Entries shown =
-.-.-
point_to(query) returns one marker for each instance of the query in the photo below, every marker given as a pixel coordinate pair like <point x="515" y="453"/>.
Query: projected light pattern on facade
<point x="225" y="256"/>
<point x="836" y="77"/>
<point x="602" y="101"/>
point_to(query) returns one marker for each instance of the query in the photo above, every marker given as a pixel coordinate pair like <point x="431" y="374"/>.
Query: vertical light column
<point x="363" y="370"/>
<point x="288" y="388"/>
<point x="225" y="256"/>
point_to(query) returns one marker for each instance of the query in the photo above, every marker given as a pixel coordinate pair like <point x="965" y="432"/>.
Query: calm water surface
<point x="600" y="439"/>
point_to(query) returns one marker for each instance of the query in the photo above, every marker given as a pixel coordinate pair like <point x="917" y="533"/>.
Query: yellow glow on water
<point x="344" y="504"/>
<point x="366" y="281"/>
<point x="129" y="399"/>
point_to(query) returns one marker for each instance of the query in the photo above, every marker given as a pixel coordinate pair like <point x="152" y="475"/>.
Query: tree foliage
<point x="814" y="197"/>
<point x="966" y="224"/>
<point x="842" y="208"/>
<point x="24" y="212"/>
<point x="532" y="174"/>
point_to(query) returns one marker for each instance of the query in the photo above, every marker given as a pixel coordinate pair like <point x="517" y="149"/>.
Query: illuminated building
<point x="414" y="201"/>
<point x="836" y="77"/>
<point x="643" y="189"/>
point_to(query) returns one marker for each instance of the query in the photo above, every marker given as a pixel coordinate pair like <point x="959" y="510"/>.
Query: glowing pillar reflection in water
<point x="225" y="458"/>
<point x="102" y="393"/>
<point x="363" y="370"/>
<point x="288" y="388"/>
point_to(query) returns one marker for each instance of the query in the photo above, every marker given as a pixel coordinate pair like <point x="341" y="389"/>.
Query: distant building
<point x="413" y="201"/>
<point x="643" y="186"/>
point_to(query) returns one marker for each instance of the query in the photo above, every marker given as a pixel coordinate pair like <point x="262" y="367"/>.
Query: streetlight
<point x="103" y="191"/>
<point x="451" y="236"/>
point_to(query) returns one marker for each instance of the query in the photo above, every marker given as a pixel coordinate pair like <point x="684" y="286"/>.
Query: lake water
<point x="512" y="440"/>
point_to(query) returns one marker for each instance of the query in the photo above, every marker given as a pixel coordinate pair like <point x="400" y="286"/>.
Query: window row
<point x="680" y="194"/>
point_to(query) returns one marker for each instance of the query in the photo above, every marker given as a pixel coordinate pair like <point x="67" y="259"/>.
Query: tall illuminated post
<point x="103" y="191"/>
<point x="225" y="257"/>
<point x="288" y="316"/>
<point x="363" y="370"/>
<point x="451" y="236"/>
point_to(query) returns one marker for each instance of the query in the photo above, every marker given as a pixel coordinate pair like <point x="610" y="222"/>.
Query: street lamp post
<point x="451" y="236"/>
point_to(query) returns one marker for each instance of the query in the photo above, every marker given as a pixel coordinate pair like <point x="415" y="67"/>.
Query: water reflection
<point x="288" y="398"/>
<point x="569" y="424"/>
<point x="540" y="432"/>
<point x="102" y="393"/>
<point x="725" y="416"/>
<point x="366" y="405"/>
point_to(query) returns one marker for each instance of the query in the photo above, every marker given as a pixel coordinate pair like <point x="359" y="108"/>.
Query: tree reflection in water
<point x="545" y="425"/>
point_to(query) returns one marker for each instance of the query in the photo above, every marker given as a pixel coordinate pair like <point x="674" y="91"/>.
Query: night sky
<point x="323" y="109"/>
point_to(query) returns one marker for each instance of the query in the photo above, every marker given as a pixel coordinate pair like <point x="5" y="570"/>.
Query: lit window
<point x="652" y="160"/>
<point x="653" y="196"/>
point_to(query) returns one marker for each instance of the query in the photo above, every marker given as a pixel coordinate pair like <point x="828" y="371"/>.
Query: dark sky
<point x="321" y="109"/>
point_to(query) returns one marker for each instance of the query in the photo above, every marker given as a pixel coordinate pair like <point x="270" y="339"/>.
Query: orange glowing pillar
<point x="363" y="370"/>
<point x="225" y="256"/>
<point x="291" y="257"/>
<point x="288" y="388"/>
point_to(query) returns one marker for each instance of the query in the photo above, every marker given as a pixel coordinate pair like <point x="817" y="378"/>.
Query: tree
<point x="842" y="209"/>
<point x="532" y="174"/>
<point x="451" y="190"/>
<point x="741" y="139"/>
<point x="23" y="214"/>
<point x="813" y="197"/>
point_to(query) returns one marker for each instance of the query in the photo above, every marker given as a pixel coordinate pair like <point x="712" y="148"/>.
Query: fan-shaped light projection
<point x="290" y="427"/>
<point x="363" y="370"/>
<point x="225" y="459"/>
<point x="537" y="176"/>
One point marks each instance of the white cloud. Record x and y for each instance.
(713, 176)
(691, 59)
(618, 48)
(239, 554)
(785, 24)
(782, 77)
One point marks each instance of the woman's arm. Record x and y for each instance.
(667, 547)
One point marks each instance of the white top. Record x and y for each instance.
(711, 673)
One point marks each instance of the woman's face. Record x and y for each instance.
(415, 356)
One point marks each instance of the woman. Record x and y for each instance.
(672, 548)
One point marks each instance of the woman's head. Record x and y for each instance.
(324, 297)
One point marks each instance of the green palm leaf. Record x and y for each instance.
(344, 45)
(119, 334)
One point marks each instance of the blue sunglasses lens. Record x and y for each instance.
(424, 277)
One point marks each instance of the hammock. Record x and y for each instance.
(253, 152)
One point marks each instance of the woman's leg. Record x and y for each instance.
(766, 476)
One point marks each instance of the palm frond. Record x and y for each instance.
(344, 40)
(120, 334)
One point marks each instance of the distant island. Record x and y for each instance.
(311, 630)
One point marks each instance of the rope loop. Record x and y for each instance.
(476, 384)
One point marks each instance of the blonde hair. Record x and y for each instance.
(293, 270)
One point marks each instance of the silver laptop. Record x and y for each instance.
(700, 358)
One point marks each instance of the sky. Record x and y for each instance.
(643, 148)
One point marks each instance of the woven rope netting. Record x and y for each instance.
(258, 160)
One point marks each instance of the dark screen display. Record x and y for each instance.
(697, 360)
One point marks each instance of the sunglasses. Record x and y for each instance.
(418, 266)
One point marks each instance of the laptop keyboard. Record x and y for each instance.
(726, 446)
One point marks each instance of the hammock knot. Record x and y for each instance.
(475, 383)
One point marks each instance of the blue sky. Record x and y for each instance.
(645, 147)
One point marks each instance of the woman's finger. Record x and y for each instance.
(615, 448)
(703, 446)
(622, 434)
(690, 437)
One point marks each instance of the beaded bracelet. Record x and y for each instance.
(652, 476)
-.-.-
Task requirements = Return an exact copy of only the lines from the one with "One point marks each instance of the beaded" through the end of the listing above, both included.

Result =
One point marks each instance of the beaded bracelet. Record x and y for each instance.
(652, 476)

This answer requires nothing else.